┌──
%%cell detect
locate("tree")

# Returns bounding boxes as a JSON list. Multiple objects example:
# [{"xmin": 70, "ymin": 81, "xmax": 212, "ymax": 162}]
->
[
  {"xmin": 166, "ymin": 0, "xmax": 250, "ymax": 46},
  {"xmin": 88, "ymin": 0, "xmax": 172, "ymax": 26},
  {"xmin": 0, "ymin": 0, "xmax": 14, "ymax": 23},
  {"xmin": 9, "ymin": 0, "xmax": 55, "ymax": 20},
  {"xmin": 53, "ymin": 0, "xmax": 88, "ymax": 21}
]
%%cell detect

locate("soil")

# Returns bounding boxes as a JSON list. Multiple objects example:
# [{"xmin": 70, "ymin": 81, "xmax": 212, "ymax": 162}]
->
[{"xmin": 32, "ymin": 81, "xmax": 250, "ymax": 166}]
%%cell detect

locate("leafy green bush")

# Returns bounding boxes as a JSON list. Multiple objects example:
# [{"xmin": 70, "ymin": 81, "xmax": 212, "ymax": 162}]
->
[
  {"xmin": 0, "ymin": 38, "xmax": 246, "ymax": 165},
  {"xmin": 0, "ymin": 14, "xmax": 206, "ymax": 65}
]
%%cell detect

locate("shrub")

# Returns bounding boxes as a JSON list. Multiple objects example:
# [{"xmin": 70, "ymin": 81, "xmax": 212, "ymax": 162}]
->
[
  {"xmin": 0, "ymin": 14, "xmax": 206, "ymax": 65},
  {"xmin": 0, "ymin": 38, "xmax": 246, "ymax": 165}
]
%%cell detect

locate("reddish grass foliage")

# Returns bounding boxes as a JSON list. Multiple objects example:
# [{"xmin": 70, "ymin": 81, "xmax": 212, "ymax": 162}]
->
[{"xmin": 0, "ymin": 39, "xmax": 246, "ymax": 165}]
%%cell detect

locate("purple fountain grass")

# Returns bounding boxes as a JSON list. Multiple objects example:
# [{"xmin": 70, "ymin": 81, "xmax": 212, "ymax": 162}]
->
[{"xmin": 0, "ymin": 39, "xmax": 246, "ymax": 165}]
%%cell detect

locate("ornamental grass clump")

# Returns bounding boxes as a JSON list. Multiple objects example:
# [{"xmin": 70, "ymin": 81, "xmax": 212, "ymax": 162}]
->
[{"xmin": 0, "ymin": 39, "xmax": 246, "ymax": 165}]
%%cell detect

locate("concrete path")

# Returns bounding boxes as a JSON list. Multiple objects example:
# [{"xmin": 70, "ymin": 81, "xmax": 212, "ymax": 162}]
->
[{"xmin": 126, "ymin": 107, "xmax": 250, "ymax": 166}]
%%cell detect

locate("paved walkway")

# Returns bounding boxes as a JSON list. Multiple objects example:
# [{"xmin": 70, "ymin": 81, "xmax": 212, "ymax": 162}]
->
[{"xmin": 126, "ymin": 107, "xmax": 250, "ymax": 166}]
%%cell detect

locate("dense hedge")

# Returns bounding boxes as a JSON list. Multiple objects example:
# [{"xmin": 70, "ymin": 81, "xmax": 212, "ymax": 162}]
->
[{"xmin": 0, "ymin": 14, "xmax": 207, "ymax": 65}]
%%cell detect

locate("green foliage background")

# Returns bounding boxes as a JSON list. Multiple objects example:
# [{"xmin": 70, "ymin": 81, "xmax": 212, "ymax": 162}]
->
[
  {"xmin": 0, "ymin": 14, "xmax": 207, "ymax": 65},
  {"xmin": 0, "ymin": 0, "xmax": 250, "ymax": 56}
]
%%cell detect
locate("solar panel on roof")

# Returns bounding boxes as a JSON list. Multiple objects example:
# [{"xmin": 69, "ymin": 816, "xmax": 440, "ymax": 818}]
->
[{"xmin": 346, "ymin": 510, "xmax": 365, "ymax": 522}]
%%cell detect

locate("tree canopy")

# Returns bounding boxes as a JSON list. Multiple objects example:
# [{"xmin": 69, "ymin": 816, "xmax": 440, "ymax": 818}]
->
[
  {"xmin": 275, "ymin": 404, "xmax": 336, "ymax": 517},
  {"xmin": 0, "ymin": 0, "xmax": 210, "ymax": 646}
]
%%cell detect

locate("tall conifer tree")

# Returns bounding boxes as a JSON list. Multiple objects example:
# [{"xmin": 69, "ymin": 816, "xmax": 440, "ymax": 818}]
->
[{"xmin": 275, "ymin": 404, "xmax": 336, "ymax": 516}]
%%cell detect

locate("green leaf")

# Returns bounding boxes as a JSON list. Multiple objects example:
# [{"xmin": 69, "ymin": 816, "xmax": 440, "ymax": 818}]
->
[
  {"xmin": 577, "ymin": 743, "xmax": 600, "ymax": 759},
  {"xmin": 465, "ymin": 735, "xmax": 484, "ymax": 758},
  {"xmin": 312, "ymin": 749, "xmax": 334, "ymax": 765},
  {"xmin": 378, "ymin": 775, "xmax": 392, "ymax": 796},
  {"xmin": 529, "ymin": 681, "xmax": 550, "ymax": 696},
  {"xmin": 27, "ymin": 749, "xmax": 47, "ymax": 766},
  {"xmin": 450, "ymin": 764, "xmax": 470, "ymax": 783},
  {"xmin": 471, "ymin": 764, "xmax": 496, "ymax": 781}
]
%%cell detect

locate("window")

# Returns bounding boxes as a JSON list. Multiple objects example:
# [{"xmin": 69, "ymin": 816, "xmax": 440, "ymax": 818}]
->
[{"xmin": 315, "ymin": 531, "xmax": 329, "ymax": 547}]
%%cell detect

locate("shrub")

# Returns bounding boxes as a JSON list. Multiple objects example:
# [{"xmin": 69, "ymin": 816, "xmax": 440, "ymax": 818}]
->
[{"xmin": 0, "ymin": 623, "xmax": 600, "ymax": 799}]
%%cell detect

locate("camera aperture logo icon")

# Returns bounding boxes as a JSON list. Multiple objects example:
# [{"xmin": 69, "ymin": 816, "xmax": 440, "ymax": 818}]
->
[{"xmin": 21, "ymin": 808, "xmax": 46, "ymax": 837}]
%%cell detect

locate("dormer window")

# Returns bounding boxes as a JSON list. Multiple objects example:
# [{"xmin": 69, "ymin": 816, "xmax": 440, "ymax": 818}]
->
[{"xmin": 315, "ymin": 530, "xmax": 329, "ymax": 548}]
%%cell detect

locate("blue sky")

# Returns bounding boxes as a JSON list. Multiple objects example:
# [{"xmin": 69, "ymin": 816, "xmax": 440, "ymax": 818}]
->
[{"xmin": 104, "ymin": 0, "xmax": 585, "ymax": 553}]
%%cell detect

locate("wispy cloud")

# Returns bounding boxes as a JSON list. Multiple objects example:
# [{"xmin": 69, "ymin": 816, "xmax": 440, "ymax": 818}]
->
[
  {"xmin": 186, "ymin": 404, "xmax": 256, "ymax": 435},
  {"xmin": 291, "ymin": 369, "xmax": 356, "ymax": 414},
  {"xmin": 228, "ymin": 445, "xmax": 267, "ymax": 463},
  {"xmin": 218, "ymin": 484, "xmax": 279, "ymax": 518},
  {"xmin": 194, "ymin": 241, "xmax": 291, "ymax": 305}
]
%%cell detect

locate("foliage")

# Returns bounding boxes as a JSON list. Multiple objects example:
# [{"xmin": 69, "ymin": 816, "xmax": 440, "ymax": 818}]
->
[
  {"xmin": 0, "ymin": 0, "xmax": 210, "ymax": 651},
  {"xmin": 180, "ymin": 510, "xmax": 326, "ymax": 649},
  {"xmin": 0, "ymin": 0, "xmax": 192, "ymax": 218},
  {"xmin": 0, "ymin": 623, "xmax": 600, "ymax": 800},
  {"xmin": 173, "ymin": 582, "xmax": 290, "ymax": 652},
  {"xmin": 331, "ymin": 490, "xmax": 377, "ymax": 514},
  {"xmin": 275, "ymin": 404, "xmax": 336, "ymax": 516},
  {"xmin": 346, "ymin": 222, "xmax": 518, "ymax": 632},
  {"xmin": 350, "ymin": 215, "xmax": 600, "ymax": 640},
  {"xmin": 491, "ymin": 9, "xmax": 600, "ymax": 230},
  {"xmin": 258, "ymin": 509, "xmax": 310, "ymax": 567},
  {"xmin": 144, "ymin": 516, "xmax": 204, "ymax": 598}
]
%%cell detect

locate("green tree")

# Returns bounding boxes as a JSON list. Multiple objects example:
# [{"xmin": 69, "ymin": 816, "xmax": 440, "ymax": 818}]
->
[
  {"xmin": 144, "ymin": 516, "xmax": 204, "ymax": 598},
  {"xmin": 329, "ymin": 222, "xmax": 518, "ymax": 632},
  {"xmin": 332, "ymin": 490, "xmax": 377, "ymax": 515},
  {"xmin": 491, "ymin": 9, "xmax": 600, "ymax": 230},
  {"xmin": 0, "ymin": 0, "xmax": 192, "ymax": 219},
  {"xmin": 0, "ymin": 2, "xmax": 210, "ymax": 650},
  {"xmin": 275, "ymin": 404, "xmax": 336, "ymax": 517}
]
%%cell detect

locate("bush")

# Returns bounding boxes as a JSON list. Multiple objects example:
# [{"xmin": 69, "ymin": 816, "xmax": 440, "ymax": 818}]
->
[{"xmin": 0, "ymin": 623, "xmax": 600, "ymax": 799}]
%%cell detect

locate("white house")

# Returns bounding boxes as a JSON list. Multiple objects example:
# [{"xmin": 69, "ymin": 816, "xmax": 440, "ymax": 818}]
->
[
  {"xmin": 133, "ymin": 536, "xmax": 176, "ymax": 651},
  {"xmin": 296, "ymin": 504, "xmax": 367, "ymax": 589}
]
└──
EXERCISE AIM >> How many lines in the entries above contain the string "tree"? Reply with the number only.

EXPECTED ANSWER >> 4